▶ _Entries shown_
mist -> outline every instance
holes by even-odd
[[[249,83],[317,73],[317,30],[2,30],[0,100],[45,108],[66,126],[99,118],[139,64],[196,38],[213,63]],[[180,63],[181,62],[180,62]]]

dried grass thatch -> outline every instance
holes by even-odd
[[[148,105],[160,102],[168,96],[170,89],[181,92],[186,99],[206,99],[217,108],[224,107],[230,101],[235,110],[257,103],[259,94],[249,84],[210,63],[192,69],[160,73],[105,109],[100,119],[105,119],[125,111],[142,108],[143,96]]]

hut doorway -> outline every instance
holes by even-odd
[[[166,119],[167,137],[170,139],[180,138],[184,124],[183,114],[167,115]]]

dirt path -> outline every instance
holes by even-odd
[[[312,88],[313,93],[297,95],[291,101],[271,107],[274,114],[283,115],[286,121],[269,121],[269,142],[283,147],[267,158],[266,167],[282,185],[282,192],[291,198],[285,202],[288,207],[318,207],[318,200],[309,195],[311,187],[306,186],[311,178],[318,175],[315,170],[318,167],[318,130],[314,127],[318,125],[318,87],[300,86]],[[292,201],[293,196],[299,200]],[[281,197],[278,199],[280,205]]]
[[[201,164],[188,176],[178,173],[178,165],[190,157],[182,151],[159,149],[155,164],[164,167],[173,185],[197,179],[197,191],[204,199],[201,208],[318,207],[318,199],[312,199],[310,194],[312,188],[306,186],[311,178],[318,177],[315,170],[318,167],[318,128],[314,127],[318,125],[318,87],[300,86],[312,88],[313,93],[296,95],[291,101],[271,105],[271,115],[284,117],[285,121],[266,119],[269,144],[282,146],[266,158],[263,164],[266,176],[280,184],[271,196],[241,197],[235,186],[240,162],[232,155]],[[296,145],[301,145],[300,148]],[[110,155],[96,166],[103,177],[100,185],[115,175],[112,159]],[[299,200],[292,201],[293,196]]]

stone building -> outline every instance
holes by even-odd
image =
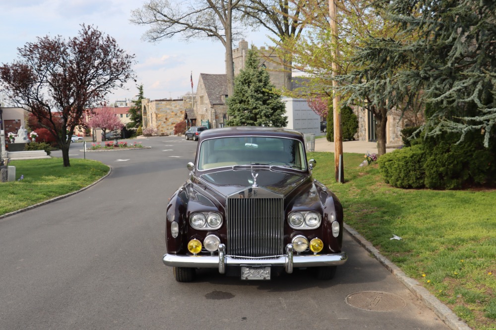
[[[189,97],[190,102],[191,97]],[[181,99],[141,100],[143,114],[143,129],[157,129],[158,135],[171,135],[174,134],[174,125],[184,120],[186,100]]]

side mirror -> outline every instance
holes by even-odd
[[[317,161],[315,161],[313,158],[309,161],[309,167],[310,167],[310,169],[312,169],[314,167],[315,167],[315,165],[317,165]]]

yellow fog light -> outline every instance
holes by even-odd
[[[201,242],[197,239],[192,239],[187,243],[187,249],[193,254],[199,253],[201,251]]]
[[[314,253],[318,253],[324,248],[324,242],[320,238],[314,238],[310,241],[310,250]]]

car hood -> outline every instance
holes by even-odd
[[[311,182],[308,173],[275,171],[264,168],[254,168],[252,171],[249,168],[227,169],[202,174],[200,178],[206,185],[206,190],[213,190],[215,194],[223,197],[251,187],[254,183],[287,196],[306,180],[308,183]]]

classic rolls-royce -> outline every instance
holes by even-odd
[[[303,135],[264,127],[210,129],[199,136],[186,181],[167,209],[164,263],[176,280],[215,268],[270,279],[296,268],[332,278],[341,251],[343,208],[312,177]]]

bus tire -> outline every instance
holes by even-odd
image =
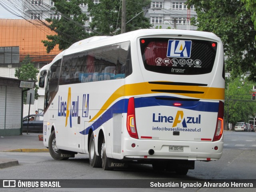
[[[188,172],[188,168],[179,168],[175,170],[176,174],[180,175],[186,175]]]
[[[56,146],[56,137],[55,132],[52,132],[49,138],[49,152],[52,157],[55,160],[66,160],[69,157],[63,157],[61,156],[61,150],[58,148]]]
[[[107,157],[106,152],[106,145],[105,144],[105,138],[103,139],[103,142],[101,144],[101,156],[102,160],[102,167],[104,171],[112,170],[113,168],[108,166],[108,162],[110,158]]]
[[[96,154],[95,140],[93,133],[91,135],[89,144],[89,161],[92,167],[100,167],[101,166],[101,158]]]

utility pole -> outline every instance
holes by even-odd
[[[126,10],[125,0],[122,0],[122,27],[121,28],[121,33],[126,32]]]

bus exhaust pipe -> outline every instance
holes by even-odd
[[[155,151],[152,149],[150,149],[148,150],[148,154],[150,155],[154,155],[154,154],[155,153]]]

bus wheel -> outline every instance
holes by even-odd
[[[100,156],[96,155],[95,151],[95,140],[93,133],[91,135],[89,144],[89,161],[92,167],[100,167],[101,159]]]
[[[52,132],[49,138],[49,152],[52,157],[55,160],[66,160],[68,157],[62,157],[61,156],[61,150],[59,149],[56,146],[56,137],[55,132]]]
[[[108,162],[110,160],[110,159],[107,157],[107,155],[106,153],[105,139],[103,139],[103,142],[101,144],[101,156],[102,160],[102,166],[103,170],[105,171],[112,170],[113,169],[108,166]]]
[[[186,175],[188,172],[188,168],[179,168],[175,170],[176,174],[181,175]]]

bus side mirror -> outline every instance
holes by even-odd
[[[39,82],[38,85],[39,87],[44,88],[44,77],[41,77],[39,78]]]

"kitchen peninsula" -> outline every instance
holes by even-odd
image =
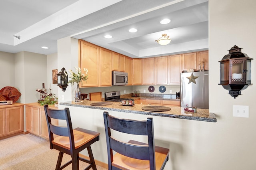
[[[91,105],[97,103],[110,103],[110,105],[102,106]],[[104,167],[108,162],[103,119],[104,111],[108,112],[110,115],[124,119],[146,120],[148,117],[152,117],[156,145],[170,150],[173,149],[174,147],[176,147],[175,145],[178,144],[175,143],[184,142],[186,138],[190,136],[191,132],[194,130],[194,127],[212,126],[212,122],[216,122],[215,114],[209,113],[208,109],[198,109],[197,113],[186,114],[184,112],[184,108],[177,107],[170,107],[170,110],[164,112],[150,112],[142,109],[142,107],[150,105],[136,104],[128,106],[123,106],[119,102],[84,101],[81,102],[60,103],[59,103],[58,109],[69,108],[73,128],[80,127],[100,133],[100,140],[94,144],[92,148],[96,164]],[[171,118],[178,119],[170,119]],[[65,123],[59,121],[59,124],[64,126]],[[138,139],[136,136],[127,137],[117,132],[112,133],[127,141],[132,139],[147,142],[146,138]],[[82,151],[81,153],[88,156],[86,151]],[[166,169],[171,169],[171,166],[172,160],[170,159],[166,163]]]
[[[170,107],[171,110],[163,112],[150,112],[142,109],[143,107],[148,106],[146,105],[135,104],[132,106],[123,106],[118,102],[111,102],[110,105],[97,106],[90,105],[97,103],[95,101],[84,101],[82,102],[67,102],[61,103],[60,105],[72,106],[90,108],[106,111],[114,111],[126,113],[142,114],[148,115],[167,117],[169,118],[178,118],[184,119],[204,121],[206,122],[216,122],[216,120],[214,113],[209,113],[208,109],[197,109],[196,113],[185,113],[184,108],[180,107]],[[110,102],[108,102],[110,103]],[[103,113],[103,112],[102,112]],[[132,117],[133,117],[132,116]]]

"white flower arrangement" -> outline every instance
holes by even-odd
[[[88,77],[88,69],[84,68],[84,73],[82,73],[81,69],[80,67],[75,67],[76,69],[76,73],[74,73],[72,70],[69,71],[70,75],[69,78],[71,79],[68,82],[68,84],[71,83],[74,85],[74,83],[76,82],[77,83],[77,85],[79,85],[79,83],[83,80],[86,81],[86,80],[89,78]]]

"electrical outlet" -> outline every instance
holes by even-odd
[[[249,117],[249,106],[234,105],[233,116],[234,117]]]

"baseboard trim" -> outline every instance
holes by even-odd
[[[90,160],[89,156],[87,156],[82,154],[79,154],[79,156],[81,157],[81,158]],[[100,166],[106,169],[108,168],[108,164],[106,164],[106,163],[103,162],[101,161],[100,161],[99,160],[98,160],[96,159],[94,159],[94,161],[95,161],[95,164],[96,164],[97,165],[98,165],[99,166]]]

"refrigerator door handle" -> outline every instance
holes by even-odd
[[[183,95],[183,86],[182,86],[182,79],[180,80],[181,81],[181,82],[180,82],[180,85],[181,86],[181,90],[180,90],[180,102],[182,102],[182,96]]]

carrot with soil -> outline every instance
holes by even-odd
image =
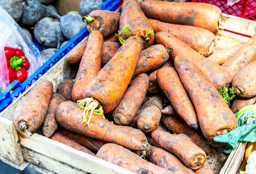
[[[45,81],[34,86],[20,101],[14,112],[14,124],[31,135],[44,122],[53,91],[52,83]]]
[[[155,0],[142,1],[140,5],[149,18],[201,28],[213,33],[223,28],[224,20],[221,16],[221,10],[213,5]]]
[[[179,75],[172,67],[161,68],[157,73],[157,83],[176,111],[190,127],[199,127],[194,106]]]
[[[153,45],[154,36],[153,28],[149,24],[137,0],[124,0],[122,6],[118,34],[121,43],[124,37],[137,35],[143,43],[143,48]]]
[[[67,101],[71,100],[73,86],[74,81],[71,79],[62,80],[58,85],[57,92],[64,97]]]
[[[115,144],[104,145],[96,154],[99,158],[137,174],[171,174],[172,173],[150,163],[129,150]]]
[[[255,54],[256,57],[256,54]],[[232,81],[235,92],[242,98],[256,96],[256,60],[241,69]]]
[[[149,161],[174,174],[194,174],[193,171],[185,166],[177,157],[158,147],[152,147]]]
[[[205,162],[205,153],[186,135],[154,131],[151,137],[160,147],[175,154],[190,169],[198,169]]]
[[[169,130],[176,134],[183,134],[188,136],[206,154],[210,153],[210,146],[206,140],[190,128],[180,118],[163,115],[161,120]]]
[[[118,29],[120,15],[118,12],[96,10],[83,18],[87,23],[89,32],[98,31],[104,38],[107,38]]]
[[[175,67],[195,106],[203,134],[209,141],[236,128],[236,120],[223,98],[200,71],[185,59],[176,57]]]
[[[78,143],[76,141],[70,139],[67,137],[62,135],[59,132],[55,133],[50,138],[52,140],[58,141],[61,143],[72,147],[75,149],[90,154],[91,155],[95,156],[95,154],[93,154],[89,150],[88,150],[82,145]]]
[[[192,63],[217,89],[232,81],[232,77],[226,69],[168,33],[159,32],[155,34],[155,39],[158,43],[172,48],[170,56],[173,59],[176,56],[180,56]]]
[[[167,32],[197,52],[204,53],[204,56],[209,56],[214,49],[215,37],[208,30],[192,26],[163,23],[153,19],[148,20],[155,33]]]
[[[116,124],[128,125],[132,121],[144,100],[149,80],[148,75],[144,73],[139,75],[134,79],[112,112]]]
[[[90,33],[72,89],[73,102],[83,99],[85,86],[100,70],[103,37],[98,31]]]
[[[58,106],[65,101],[66,99],[61,94],[55,92],[52,94],[43,124],[43,133],[47,138],[52,135],[58,128],[58,123],[55,119],[55,112]]]
[[[256,60],[256,34],[221,65],[228,71],[233,78],[244,67]]]
[[[141,142],[140,138],[128,133],[101,117],[92,114],[91,126],[88,127],[82,121],[83,113],[83,110],[79,108],[77,104],[69,101],[58,106],[55,117],[59,125],[70,131],[116,143],[131,150],[144,150],[143,142]]]

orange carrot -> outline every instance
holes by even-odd
[[[60,133],[55,133],[50,138],[55,141],[58,141],[61,143],[71,147],[75,149],[90,154],[91,155],[95,156],[94,154],[83,146],[82,145],[76,143],[76,141],[70,139],[67,137],[62,135]]]
[[[205,57],[209,56],[214,49],[215,35],[208,30],[192,26],[163,23],[153,19],[148,20],[155,33],[165,31],[170,33],[197,52],[204,53]]]
[[[233,78],[243,68],[256,60],[255,42],[256,34],[221,65],[228,71]]]
[[[205,162],[205,153],[186,135],[154,131],[151,137],[160,147],[175,154],[190,169],[197,169]]]
[[[157,83],[179,115],[191,128],[199,127],[194,106],[177,72],[172,67],[161,68],[157,73]]]
[[[90,33],[72,89],[73,102],[83,99],[85,86],[100,70],[103,43],[103,37],[99,32],[93,31]]]
[[[53,89],[52,83],[45,81],[37,84],[24,96],[14,112],[14,124],[18,130],[29,134],[44,122]]]
[[[157,43],[172,48],[170,53],[172,59],[180,56],[189,60],[217,89],[222,88],[224,85],[232,82],[232,77],[224,68],[200,55],[169,33],[159,32],[156,34],[155,38]]]
[[[65,98],[61,94],[55,92],[52,94],[43,124],[43,133],[47,138],[52,135],[58,128],[58,123],[55,119],[55,111],[58,106],[65,101]]]
[[[148,87],[148,76],[144,73],[135,79],[112,112],[116,124],[128,125],[131,122],[144,100]]]
[[[146,0],[140,5],[145,15],[151,19],[202,28],[214,33],[223,28],[221,10],[211,4]]]
[[[213,137],[236,128],[236,120],[217,89],[189,62],[176,57],[175,67],[190,97],[205,137]]]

▶ _Exercise brief_
Rewrite the records starting at the line that contains "bus exhaust pipe -> outline every instance" and ending after the line that contains "[[[39,82],[38,85],[39,87],[44,88],[44,77],[41,77],[39,78]]]". Replace "wheel" with "tire" and leave everything else unchanged.

▶ _Result below_
bus exhaust pipe -> outline every instance
holes by even-odd
[[[155,151],[152,149],[150,149],[148,150],[148,154],[150,155],[154,155],[154,154],[155,153]]]

bus tire -> outline every instance
holes by even-odd
[[[100,156],[96,155],[95,151],[95,140],[93,133],[91,135],[89,144],[89,161],[92,167],[100,167],[101,159]]]
[[[52,132],[49,138],[49,152],[52,157],[55,160],[66,160],[68,157],[62,157],[61,156],[61,150],[59,149],[56,146],[56,137],[55,132]]]
[[[108,162],[110,160],[110,159],[107,157],[107,155],[106,153],[105,139],[103,139],[103,142],[101,144],[101,156],[102,160],[102,166],[103,170],[105,171],[112,170],[113,169],[108,166]]]
[[[186,175],[188,172],[188,168],[179,168],[175,170],[176,174],[181,175]]]

bus side mirror -> outline every instance
holes by even-odd
[[[39,82],[38,85],[39,87],[44,88],[44,77],[41,77],[39,78]]]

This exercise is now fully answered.